## START DATA EXCERPTS

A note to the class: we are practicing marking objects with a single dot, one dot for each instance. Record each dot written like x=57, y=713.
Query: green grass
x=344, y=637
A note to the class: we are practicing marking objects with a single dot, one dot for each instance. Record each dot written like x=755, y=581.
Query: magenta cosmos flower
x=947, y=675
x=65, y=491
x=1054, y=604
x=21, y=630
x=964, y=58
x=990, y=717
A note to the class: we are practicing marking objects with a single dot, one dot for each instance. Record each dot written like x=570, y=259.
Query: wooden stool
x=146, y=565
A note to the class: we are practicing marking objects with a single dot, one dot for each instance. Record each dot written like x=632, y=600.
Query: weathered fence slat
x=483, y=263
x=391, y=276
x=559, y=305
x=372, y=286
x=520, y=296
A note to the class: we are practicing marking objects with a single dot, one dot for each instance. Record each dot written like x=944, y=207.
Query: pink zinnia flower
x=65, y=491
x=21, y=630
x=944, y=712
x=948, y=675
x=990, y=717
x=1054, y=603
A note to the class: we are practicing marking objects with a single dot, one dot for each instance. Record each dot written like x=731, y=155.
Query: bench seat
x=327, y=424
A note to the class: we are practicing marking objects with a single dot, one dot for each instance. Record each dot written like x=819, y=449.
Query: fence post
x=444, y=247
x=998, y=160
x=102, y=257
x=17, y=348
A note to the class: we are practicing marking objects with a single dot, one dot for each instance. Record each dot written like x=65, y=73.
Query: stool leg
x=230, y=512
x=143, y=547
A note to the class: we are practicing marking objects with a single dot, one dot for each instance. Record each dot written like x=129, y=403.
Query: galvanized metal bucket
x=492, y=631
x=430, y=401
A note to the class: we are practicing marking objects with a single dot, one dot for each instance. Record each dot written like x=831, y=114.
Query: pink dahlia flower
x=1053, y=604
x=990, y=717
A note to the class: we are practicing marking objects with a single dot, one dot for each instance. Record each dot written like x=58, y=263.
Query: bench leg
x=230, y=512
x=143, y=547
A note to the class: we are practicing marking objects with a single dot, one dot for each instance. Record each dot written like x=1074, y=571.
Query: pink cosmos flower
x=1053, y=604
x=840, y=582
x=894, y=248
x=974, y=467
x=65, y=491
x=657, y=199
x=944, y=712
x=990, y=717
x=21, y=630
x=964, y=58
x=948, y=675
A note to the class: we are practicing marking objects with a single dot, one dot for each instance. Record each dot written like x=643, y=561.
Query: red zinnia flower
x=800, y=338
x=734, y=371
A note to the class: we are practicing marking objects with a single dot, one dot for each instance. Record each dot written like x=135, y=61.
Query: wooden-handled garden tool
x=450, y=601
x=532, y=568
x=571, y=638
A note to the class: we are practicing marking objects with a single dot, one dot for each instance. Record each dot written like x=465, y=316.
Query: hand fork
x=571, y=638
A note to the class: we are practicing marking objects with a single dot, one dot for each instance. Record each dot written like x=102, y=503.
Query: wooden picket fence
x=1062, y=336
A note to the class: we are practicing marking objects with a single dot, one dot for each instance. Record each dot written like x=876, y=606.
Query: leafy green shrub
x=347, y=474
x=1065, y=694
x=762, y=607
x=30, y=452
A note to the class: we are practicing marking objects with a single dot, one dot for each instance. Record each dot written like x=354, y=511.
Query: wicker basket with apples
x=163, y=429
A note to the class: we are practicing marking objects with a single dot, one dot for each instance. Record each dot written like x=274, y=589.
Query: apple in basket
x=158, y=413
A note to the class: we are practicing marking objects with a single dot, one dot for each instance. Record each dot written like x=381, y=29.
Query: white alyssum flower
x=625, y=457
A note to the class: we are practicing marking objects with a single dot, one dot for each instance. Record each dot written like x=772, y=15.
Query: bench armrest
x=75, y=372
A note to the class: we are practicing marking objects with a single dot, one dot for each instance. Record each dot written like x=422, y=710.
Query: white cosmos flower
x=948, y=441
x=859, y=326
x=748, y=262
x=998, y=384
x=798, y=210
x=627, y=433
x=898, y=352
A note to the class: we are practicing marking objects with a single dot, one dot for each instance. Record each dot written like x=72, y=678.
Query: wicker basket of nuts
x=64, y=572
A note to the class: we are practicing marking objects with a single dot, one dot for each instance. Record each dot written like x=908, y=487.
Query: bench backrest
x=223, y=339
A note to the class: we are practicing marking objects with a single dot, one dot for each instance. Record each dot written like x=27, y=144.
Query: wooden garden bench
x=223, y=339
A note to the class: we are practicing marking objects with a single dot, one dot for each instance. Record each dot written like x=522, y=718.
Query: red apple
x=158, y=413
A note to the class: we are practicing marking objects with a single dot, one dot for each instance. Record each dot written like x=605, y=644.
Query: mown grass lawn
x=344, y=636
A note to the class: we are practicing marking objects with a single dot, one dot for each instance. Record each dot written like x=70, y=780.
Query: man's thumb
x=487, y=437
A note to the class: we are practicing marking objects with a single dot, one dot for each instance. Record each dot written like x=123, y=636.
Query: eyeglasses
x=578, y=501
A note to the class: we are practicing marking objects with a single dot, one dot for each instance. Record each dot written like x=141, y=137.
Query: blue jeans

## END DATA EXCERPTS

:: EXERCISE AIM ::
Reproduce the listing above line for line, without changing anything.

:: FINAL ANSWER ::
A note to the class: we are practicing marking objects with a single dot, one dot for each instance. Record each dot written like x=57, y=713.
Query: green grass
x=344, y=637
A note to the class: we are practicing marking objects with a single dot, one dot for each instance. Record each dot written like x=755, y=581.
Query: magenta cosmos flower
x=947, y=675
x=65, y=491
x=1054, y=604
x=21, y=630
x=964, y=58
x=990, y=717
A note to the class: we are practicing marking objects with a single dot, one dot for each instance. Record each dot written like x=570, y=259.
Query: wooden stool
x=146, y=565
A note to the class: we are practicing marking objects with a single dot, one dot for each instance. Record each dot written like x=632, y=600.
Query: weathered fence slat
x=483, y=263
x=391, y=276
x=559, y=305
x=372, y=286
x=520, y=296
A note to the class: we are practicing marking objects with a single dot, one dot for each instance. Record each dot written like x=944, y=207.
Query: pink zinnia flower
x=65, y=491
x=21, y=630
x=944, y=712
x=948, y=675
x=990, y=717
x=1054, y=603
A note to the class: we are practicing marking objects with a single dot, one dot for each instance. Record each dot written like x=731, y=155.
Query: bench seat
x=327, y=424
A note to the class: we are practicing marking objects with a single dot, one dot for each instance. Record each dot written like x=819, y=449.
Query: fence post
x=444, y=247
x=998, y=160
x=102, y=257
x=17, y=348
A note to the class: we are practicing marking objects with a single dot, one dot for each instance. Record each dot written like x=65, y=73.
Query: stool leg
x=230, y=512
x=143, y=547
A note to the class: we are practicing marking objects with a single dot, one dot for each instance. Record each dot written like x=129, y=403.
Query: galvanized metal bucket
x=492, y=631
x=430, y=401
A note to the class: we are practicing marking objects with a single dot, one dot for each instance. Record each dot written like x=831, y=114.
Query: pink dahlia flower
x=1053, y=604
x=990, y=717
A note to the class: we are practicing marking objects with a single dot, one dot for each instance. Record each dot written like x=58, y=263.
Query: bench leg
x=230, y=512
x=143, y=547
A note to the class: we are practicing marking objects with a single dot, one dot for each instance. Record each dot written like x=1074, y=571.
Query: pink cosmos flower
x=1053, y=604
x=840, y=582
x=894, y=248
x=974, y=467
x=65, y=491
x=657, y=199
x=944, y=712
x=990, y=717
x=21, y=630
x=964, y=58
x=948, y=675
A note to the class: we are practicing marking objects with a single dot, one dot for each instance. Record each dot written like x=643, y=561.
Query: red zinnia flower
x=800, y=338
x=734, y=371
A note to the class: we are practicing marking objects with a single dot, one dot for each instance. Record each dot written like x=135, y=61.
Query: wooden-handled garden tool
x=450, y=601
x=532, y=568
x=571, y=638
A note to the class: we are practicing marking objects with a single dot, one dot for each instance. Record each dot written like x=465, y=316.
Query: hand fork
x=571, y=638
A note to the class: we are practicing marking objects with a single dot, one dot for each instance. Record each dot written like x=102, y=503.
Query: wooden picket fence
x=1062, y=336
A note to the class: we are practicing marking objects with a single dot, one dot for each instance. Record each dot written like x=876, y=606.
Query: leafy green shrub
x=347, y=474
x=1065, y=694
x=762, y=607
x=30, y=452
A note to the class: we are practicing marking objects with a single dot, one dot for each instance. Record each dot written like x=354, y=511.
Query: wicker basket with apples
x=163, y=429
A note to the class: we are practicing marking objects with a single dot, one dot for each instance. Record each dot written like x=274, y=589.
Query: apple in basket
x=158, y=413
A note to the class: we are practicing marking objects with a single dot, one dot for each instance. Record each dot written like x=381, y=29.
Query: white alyssum flower
x=625, y=457
A note to the class: we are practicing marking objects with a single dot, one dot for each instance. Record each dot written like x=772, y=15.
Query: bench armrest
x=75, y=372
A note to the class: we are practicing marking objects with a single dot, one dot for each instance. Record each dot written like x=422, y=710.
Query: white cosmos flower
x=948, y=441
x=859, y=326
x=748, y=262
x=998, y=384
x=798, y=210
x=627, y=433
x=898, y=352
A note to the class: we are practicing marking objects with a single dot, one dot for each instance. Record each dot written like x=72, y=678.
Query: wicker basket of nuts
x=64, y=572
A note to the class: we are practicing marking objects with a single dot, one dot for each instance. Record each dot written like x=908, y=487.
Query: bench backrest
x=223, y=339
A note to the class: we are practicing marking objects with a single dot, one dot for each instance. Record each dot written like x=27, y=144.
Query: wooden garden bench
x=223, y=339
A note to the class: we are practicing marking objects with a single dot, one dot for each instance. Record each dot written like x=522, y=718.
Query: red apple
x=158, y=413
A note to the class: we are practicing marking objects with a single dot, one dot for each instance. Record each dot written like x=605, y=644.
Query: mown grass lawn
x=344, y=636
A note to the class: we are practicing marking objects with a single dot, one dot for each instance. Record each dot written like x=70, y=780.
Query: man's thumb
x=487, y=437
A note to the class: we are practicing marking objects with a single dot, one dot for each instance. Record each dot written like x=123, y=636.
Query: eyeglasses
x=578, y=501
A note to the class: we are practicing marking objects with a single dot, one dot for each instance. Record each dot written like x=141, y=137.
Query: blue jeans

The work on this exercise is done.